▶ [Problem requirements] Copy out the lines of the listing word for word, starting at the line that contains "For the benchmark card, identify each instance of the short" and ending with the listing's last line.

(Data listing)

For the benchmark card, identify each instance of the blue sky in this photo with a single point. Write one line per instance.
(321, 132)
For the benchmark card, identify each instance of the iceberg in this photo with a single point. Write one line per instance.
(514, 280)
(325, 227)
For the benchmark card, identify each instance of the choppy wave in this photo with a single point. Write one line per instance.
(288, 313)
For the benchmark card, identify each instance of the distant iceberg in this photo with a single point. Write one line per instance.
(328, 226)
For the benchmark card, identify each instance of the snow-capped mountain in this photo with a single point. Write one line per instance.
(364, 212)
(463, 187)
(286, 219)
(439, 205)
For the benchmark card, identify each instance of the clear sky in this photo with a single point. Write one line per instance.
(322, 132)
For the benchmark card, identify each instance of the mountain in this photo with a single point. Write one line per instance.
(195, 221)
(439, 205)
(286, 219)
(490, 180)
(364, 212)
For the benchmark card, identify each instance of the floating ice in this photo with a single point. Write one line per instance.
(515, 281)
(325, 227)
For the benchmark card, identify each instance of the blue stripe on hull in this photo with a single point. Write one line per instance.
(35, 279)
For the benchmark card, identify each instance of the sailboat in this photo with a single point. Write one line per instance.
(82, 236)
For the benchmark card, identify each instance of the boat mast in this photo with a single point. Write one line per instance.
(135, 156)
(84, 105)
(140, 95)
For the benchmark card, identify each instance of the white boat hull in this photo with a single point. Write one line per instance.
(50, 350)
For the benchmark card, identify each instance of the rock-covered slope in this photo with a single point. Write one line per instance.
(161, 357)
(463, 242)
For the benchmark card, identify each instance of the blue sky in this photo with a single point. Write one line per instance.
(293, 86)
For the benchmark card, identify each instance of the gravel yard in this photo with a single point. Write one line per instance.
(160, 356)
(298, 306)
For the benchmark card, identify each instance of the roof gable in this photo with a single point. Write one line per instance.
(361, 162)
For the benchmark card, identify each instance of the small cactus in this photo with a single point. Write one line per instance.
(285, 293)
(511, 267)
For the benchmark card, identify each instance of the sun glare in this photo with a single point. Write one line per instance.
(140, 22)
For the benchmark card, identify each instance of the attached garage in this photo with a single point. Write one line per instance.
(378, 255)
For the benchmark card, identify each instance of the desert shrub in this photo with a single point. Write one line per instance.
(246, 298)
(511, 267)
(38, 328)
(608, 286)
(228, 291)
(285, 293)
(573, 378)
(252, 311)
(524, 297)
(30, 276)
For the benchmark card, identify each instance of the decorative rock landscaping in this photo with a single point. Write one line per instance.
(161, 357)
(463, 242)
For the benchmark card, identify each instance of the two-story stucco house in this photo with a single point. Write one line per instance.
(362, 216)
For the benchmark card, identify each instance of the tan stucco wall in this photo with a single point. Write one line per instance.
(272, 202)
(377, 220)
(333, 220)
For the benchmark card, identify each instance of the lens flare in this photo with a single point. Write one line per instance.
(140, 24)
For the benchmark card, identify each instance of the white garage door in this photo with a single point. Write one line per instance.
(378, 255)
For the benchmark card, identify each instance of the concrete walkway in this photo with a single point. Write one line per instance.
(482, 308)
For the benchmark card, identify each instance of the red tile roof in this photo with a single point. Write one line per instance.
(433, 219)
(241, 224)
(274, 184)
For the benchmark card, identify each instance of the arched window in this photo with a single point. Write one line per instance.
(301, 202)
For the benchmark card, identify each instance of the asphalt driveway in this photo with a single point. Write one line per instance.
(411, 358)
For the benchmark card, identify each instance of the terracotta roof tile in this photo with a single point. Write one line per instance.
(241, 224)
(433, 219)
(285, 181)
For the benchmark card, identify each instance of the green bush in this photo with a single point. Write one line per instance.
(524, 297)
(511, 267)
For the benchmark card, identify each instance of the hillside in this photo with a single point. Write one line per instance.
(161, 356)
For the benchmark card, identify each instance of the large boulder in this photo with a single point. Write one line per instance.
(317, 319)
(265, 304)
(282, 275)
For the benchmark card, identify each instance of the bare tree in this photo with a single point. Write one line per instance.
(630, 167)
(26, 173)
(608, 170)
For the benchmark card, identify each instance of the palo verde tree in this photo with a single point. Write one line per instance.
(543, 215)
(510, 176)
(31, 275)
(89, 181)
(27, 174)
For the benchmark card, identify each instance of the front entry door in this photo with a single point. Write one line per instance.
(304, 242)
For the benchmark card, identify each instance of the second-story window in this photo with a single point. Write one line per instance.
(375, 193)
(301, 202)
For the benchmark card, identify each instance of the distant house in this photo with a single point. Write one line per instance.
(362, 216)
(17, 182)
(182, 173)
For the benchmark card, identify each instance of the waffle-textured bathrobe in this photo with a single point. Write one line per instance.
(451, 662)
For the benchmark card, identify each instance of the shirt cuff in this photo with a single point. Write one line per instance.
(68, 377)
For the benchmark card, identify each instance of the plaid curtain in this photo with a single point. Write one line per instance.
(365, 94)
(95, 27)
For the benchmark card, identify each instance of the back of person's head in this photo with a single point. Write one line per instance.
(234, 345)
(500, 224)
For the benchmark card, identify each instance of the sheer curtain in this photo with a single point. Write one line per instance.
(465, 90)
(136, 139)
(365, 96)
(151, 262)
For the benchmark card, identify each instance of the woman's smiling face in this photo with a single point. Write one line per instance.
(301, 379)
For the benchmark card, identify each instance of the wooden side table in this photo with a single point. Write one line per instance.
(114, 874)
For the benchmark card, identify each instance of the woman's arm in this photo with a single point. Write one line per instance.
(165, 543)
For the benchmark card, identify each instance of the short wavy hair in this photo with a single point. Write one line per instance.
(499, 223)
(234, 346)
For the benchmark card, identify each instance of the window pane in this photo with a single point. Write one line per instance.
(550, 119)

▶ [Response below]
For the benchmark card, identify each instance of the short wavy hair in this photo with a single point. Write one line per instance.
(499, 223)
(234, 346)
For the benchmark card, identify each instance of the window pane in this photo with a single point. Write one line per instance.
(550, 119)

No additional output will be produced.